→ Text section
[Start of Attachment]
Inbox experiencing degraded performance

Write-up

Between 03:30 and 06:00 UTC on 5th November 2024, many features of Intercom in the USA hosting region were slow or not working. The causes of the problem was the failure of the background job processing system due to a DNS related configuration change, the failure to detect the failure before it was rolled out to production, delays in diagnosing the problem and our inability to quickly roll the problem back. While no data was lost, there were significant delays in large parts of Intercom including conversations being updated, Fin AI Agent answering questions, webhooks being delivered, and freshness of data in the Intercom platform.

The cause of the problem was a change to DNS resolution on the Intercom server fleet. A caching resolver was added on the Linux server image, which was a follow-up from a previous outage, and a fix for occasional delays with DNS resolution on the server fleet. This Linux server image had been successfully rolled out to numerous applications without issue prior to this outage.
[End of Attachment]
→ Data for review
[Start of Attachment]
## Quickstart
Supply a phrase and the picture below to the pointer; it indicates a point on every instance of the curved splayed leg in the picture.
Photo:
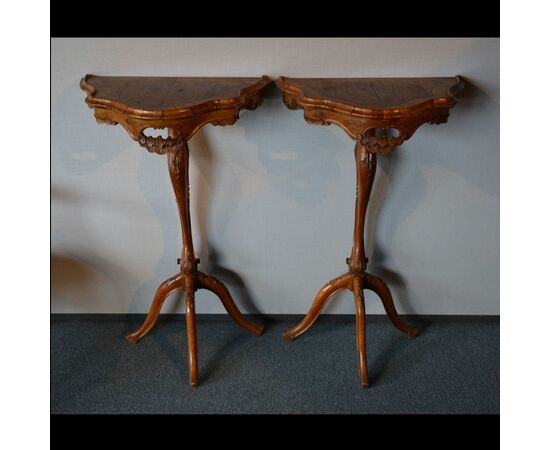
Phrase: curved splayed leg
(323, 296)
(217, 287)
(164, 290)
(381, 289)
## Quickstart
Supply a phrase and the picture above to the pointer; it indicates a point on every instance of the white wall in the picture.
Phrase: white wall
(273, 197)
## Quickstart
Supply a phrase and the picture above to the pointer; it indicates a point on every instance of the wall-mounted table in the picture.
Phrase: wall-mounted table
(379, 114)
(182, 105)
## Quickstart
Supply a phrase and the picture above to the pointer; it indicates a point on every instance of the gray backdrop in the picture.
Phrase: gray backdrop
(273, 197)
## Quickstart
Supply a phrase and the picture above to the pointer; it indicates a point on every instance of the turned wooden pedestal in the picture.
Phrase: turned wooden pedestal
(379, 114)
(182, 105)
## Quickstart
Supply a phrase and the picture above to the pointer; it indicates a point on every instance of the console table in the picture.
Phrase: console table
(379, 114)
(182, 105)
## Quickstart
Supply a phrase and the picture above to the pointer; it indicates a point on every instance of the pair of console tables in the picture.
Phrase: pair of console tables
(379, 114)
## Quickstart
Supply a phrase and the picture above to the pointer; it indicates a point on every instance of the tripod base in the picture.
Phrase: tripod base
(355, 282)
(190, 283)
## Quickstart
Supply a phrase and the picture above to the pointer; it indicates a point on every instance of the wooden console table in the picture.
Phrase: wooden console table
(379, 114)
(182, 105)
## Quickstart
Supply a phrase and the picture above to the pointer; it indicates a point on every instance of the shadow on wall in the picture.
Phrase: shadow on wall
(82, 279)
(80, 147)
(300, 160)
(74, 286)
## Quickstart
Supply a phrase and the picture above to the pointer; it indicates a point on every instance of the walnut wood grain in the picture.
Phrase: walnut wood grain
(182, 105)
(363, 107)
(366, 108)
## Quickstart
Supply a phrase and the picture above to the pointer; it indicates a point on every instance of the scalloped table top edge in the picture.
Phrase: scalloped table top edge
(372, 97)
(158, 97)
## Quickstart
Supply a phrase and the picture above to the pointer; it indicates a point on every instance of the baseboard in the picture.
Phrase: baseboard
(277, 317)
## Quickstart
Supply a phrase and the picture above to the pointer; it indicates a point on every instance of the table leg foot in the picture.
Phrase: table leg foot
(378, 286)
(191, 332)
(360, 330)
(323, 296)
(165, 289)
(215, 286)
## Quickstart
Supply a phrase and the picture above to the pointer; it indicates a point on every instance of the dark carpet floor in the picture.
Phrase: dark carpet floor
(451, 367)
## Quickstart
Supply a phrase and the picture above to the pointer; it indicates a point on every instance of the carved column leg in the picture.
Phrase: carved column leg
(360, 330)
(365, 164)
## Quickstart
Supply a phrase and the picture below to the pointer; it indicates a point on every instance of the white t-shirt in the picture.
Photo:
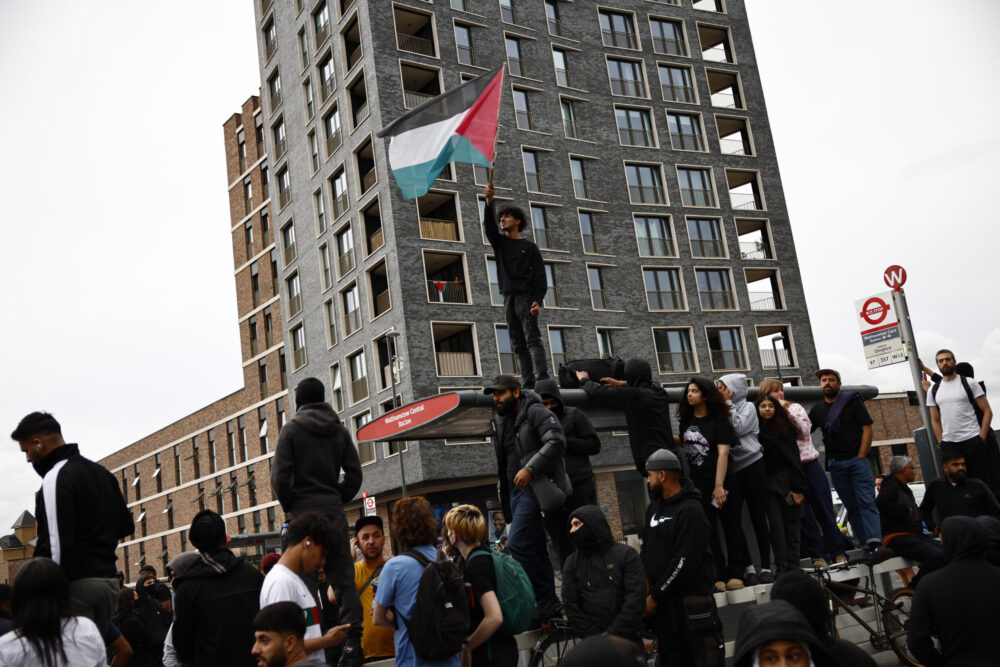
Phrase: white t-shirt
(958, 417)
(82, 643)
(283, 585)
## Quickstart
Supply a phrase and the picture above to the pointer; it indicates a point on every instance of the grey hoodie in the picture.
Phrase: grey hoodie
(743, 416)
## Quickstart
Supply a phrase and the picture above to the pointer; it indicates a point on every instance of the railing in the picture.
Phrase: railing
(675, 362)
(631, 137)
(767, 358)
(754, 250)
(444, 230)
(697, 197)
(669, 46)
(763, 301)
(623, 40)
(456, 363)
(446, 291)
(716, 299)
(727, 359)
(707, 248)
(630, 87)
(345, 263)
(415, 44)
(655, 247)
(646, 194)
(664, 300)
(674, 93)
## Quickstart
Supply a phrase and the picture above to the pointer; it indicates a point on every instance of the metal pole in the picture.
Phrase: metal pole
(777, 362)
(910, 345)
(392, 376)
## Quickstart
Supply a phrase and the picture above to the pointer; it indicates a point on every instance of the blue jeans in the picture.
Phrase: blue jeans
[End of Attachment]
→ Task item
Answer these from the Intercom incident write-up:
(a) In which hosting region, and between what times on what date, were many features slow or not working?
(b) Which system failed because of the DNS-related configuration change?
(c) What was added on the Linux server image?

→ Written response
(a) The USA hosting region, between 03:30 and 06:00 UTC on 5th November 2024.
(b) The background job processing system.
(c) A caching resolver.